Chemistry History Lesson: From Anti-Plague Elixirs to a Precious Nose That Wasn’t

Sept. 6, 2024
Danish scientist Tycho Brahe took many of his experiments to his grave. However, researchers from the University of Southern Denmark have found clues that shed light on his mysterious work.

The mystery element is tungsten.

Shrouded in Secrecy

As for the experiments themselves, the quantity of raw materials used and the processes they were subjected to were closely guarded and extremely lucrative secrets. 
 
This brings us to current news: Danish scientists have now shed some light on the chemical substances Brahe kept secret in a recent article in Heritage Science (DOI: 10.1186/s40494-024-01301-6). 
 
Fragments of glass and ceramic ware retrieved from the remains of Brahe’s now-demolished laboratory and analyzed using laser ablation inductively coupled plasma with mass spectrometry (LA-ICP-MS), a technique capable of highly sensitive elemental and isotopic analyses.
 
Four of the elements, copper, antimony, gold and mercury, are in accordance with reconstructed recipes of Paracelsian medicines for which Brahe was famous.
 
Enriched levels of these elements, plus tin and zinc, have been found on both the inside and outside of the shards. The mystery element is tungsten.
 
"Tungsten had not even been described at that time, so what should we infer from its presence on a shard from Tycho Brahe's alchemy workshop?" asked Kaare Lund Rasmussen, professor emeritus and expert in archaeometry, from the Department of Physics, Chemistry and Pharmacy at the University of Southern Denmark.
 
One theory is that Brahe unwittingly isolated the element while processing its mineral sources for use in his recipes — 180 years before Swedish chemist Carl Wilhelm Scheele is credited with describing and producing it. 
 
Another, from Lund Rasmussen and admittedly unsupported by any evidence, is that Brahe might have heard about the work of German mineralogist Georgius Agricola in the first half of the 1500s. 
 
Agricola described something strange in tin ore from Saxony, which caused problems when he tried to smelt the metal. He called this strange substance "Wolfram," German for Wolf's froth. Wolfram was later renamed tungsten in English, but the W stuck.
 
Perhaps Brahe was on its trail.
========
- WHAT THIS TASK INVOLVES
Copy the article on Brahe's laboratory from "Chemistry History Lesson: From" up to and including "his mysterious work.", renaming every "Brahe" as "Tycho".
========
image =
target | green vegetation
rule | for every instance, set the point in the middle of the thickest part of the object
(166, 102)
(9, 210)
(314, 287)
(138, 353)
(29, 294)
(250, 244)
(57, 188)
========
- EXERCISE ANSWER
Chemistry History Lesson: From Anti-Plague Elixirs to a Precious Nose That Wasn’t

Sept. 6, 2024
Danish scientist Tycho Tycho took many of his experiments to his grave. However, researchers from the University of Southern Denmark have found clues that shed light on his mysterious work.